### YOUR ASSIGNMENT
Copy every line of the lines below that contains the string "clicks". Case counts.

◇ ◇ ◇ ◇ ◇

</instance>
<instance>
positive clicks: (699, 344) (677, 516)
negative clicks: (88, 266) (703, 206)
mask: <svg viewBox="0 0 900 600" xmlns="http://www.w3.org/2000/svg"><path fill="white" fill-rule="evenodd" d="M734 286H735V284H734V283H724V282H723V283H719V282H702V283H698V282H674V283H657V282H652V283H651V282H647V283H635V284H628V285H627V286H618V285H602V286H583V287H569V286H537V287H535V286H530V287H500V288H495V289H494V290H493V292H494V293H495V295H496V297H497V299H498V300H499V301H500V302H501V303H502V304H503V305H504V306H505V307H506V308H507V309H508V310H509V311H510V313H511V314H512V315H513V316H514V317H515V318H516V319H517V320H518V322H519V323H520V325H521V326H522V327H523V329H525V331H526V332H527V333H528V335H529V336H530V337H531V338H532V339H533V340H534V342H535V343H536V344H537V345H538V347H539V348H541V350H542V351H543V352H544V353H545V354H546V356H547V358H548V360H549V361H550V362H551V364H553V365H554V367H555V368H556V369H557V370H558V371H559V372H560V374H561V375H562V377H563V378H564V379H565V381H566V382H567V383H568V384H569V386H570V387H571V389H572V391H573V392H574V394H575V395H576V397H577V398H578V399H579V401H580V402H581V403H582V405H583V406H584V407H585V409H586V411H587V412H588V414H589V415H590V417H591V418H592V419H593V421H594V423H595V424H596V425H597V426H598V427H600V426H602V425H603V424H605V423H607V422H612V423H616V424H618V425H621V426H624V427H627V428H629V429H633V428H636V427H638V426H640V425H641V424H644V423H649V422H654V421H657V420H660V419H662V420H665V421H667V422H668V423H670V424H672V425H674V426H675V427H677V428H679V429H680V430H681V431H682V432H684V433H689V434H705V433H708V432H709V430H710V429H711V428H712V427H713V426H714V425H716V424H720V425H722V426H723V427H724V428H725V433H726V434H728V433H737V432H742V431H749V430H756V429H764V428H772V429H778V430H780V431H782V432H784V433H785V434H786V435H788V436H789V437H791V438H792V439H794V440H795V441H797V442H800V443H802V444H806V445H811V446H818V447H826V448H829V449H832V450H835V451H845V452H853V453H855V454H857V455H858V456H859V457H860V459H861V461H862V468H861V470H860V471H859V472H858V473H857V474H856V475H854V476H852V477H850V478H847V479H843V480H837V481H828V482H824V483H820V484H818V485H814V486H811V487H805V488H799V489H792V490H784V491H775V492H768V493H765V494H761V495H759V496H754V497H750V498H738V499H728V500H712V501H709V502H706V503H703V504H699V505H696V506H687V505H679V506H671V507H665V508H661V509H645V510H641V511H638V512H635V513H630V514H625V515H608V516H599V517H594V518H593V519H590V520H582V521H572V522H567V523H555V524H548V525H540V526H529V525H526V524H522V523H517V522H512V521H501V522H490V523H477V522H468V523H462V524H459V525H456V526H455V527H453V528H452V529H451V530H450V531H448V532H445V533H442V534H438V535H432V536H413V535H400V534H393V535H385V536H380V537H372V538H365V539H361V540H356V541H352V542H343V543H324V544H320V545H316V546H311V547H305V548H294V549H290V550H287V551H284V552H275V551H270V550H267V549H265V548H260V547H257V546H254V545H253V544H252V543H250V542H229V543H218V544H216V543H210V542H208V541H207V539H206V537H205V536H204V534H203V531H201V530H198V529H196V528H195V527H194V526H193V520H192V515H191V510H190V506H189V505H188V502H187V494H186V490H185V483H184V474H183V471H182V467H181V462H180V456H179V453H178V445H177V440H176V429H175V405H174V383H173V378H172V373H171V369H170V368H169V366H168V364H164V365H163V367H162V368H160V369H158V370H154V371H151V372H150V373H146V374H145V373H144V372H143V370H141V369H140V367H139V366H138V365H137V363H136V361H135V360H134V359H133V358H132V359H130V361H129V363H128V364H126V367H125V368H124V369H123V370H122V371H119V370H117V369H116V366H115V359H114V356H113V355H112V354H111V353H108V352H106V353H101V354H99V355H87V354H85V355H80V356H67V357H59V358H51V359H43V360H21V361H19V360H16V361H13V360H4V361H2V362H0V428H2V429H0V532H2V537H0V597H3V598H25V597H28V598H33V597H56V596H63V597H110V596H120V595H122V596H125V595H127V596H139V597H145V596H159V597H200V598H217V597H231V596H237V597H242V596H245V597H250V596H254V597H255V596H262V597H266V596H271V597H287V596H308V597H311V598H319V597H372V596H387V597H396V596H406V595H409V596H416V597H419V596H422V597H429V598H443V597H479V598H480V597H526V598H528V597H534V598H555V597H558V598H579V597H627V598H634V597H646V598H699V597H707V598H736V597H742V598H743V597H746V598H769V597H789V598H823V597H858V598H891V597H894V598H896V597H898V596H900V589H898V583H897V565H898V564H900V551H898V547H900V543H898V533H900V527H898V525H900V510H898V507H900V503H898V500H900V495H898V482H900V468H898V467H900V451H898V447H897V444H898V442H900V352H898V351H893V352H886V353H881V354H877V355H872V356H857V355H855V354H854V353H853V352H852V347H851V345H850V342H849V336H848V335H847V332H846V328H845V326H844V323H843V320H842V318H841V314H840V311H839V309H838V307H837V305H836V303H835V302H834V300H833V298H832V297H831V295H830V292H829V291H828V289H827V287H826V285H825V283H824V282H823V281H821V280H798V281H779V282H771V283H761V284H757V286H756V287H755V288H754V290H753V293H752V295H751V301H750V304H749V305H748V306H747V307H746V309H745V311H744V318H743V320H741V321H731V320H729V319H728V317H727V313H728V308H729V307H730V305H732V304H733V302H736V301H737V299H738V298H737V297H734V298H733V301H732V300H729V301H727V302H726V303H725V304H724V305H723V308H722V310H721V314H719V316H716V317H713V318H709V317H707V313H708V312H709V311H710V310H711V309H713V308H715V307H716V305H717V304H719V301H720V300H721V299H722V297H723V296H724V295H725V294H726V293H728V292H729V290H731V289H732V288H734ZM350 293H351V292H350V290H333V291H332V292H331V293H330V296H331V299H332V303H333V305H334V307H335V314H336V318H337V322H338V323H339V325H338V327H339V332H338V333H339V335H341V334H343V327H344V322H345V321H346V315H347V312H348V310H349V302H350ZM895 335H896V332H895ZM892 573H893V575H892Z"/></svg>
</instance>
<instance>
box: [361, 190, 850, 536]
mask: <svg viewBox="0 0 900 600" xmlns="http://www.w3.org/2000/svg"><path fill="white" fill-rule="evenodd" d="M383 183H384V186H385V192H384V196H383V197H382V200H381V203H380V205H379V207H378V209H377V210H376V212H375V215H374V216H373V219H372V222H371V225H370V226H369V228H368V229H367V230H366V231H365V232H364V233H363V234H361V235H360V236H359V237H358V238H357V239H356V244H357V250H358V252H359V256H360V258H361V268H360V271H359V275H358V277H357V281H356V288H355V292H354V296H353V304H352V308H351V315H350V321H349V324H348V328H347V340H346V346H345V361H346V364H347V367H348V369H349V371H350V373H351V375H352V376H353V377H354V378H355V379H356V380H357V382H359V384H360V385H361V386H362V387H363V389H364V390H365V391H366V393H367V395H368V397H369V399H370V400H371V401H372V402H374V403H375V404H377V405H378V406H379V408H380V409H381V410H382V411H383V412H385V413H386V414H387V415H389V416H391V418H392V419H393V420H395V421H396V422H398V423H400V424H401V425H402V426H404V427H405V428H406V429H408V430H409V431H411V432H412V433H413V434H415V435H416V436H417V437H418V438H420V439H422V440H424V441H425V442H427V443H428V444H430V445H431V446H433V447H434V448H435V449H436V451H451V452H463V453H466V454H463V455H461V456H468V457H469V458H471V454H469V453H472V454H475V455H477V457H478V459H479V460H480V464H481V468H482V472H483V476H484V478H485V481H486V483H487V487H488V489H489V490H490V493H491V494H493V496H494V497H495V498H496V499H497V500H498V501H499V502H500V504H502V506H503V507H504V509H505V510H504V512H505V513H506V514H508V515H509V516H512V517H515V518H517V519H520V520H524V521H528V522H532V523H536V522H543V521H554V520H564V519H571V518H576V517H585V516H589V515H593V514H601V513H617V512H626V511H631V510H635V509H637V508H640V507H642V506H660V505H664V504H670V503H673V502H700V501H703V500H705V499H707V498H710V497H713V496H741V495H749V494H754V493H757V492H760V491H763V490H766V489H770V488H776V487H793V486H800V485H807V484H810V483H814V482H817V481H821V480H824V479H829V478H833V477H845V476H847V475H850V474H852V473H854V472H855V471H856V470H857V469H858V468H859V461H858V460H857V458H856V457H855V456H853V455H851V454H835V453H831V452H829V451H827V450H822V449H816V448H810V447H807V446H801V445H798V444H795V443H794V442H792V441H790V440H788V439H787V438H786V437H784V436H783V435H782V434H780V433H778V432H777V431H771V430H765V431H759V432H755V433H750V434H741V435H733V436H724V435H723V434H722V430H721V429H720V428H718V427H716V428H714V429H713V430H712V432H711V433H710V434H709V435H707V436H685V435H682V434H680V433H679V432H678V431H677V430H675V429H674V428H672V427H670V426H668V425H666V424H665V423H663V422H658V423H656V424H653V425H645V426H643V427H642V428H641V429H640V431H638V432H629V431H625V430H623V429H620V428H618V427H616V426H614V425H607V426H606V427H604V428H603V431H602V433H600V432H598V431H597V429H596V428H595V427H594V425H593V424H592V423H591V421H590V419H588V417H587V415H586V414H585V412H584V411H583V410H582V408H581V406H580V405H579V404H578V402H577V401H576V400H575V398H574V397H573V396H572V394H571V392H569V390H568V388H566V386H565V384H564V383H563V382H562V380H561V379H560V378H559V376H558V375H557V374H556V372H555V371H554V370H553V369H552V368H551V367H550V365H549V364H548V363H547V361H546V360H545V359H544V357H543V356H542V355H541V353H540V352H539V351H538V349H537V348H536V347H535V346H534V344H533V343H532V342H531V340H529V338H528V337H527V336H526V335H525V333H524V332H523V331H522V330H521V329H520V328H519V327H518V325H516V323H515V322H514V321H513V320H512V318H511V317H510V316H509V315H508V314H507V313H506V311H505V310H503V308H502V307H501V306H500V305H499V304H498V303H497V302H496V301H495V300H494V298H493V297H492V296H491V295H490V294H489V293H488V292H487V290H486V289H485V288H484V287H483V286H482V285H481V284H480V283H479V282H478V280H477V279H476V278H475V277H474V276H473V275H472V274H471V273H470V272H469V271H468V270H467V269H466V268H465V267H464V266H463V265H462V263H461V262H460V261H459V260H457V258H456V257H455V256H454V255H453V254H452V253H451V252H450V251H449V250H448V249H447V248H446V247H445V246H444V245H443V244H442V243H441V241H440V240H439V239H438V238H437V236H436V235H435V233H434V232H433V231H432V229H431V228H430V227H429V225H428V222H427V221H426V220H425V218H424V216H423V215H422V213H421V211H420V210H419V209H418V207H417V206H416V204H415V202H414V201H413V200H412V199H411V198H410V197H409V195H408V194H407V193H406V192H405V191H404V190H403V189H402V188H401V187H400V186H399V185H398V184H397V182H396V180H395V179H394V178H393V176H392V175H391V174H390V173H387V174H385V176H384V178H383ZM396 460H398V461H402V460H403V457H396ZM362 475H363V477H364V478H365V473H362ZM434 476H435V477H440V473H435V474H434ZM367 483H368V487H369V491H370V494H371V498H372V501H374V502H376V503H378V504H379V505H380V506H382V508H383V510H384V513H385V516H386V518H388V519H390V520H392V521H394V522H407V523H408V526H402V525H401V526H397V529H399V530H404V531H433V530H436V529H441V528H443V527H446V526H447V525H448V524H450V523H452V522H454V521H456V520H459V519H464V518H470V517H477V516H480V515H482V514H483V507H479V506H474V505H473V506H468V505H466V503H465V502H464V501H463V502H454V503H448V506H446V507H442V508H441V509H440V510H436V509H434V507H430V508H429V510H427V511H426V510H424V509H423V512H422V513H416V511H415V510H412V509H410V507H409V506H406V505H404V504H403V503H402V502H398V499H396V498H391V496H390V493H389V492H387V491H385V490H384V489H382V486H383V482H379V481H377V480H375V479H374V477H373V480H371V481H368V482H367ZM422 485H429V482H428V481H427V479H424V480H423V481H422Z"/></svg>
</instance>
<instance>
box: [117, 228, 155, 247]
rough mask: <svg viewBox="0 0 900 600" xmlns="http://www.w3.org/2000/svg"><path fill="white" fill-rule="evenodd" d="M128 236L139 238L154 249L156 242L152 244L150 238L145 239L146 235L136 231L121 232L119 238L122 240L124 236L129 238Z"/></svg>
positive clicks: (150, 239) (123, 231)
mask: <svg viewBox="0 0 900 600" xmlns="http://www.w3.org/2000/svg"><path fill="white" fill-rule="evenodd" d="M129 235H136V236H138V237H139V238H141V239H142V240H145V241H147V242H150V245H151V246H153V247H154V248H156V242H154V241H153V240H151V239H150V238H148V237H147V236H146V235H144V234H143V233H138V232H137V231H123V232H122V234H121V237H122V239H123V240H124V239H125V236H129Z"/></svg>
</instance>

◇ ◇ ◇ ◇ ◇

### SOLUTION TO THE EXERCISE
positive clicks: (699, 344) (677, 516)
negative clicks: (88, 266) (703, 206)
positive clicks: (150, 239) (123, 231)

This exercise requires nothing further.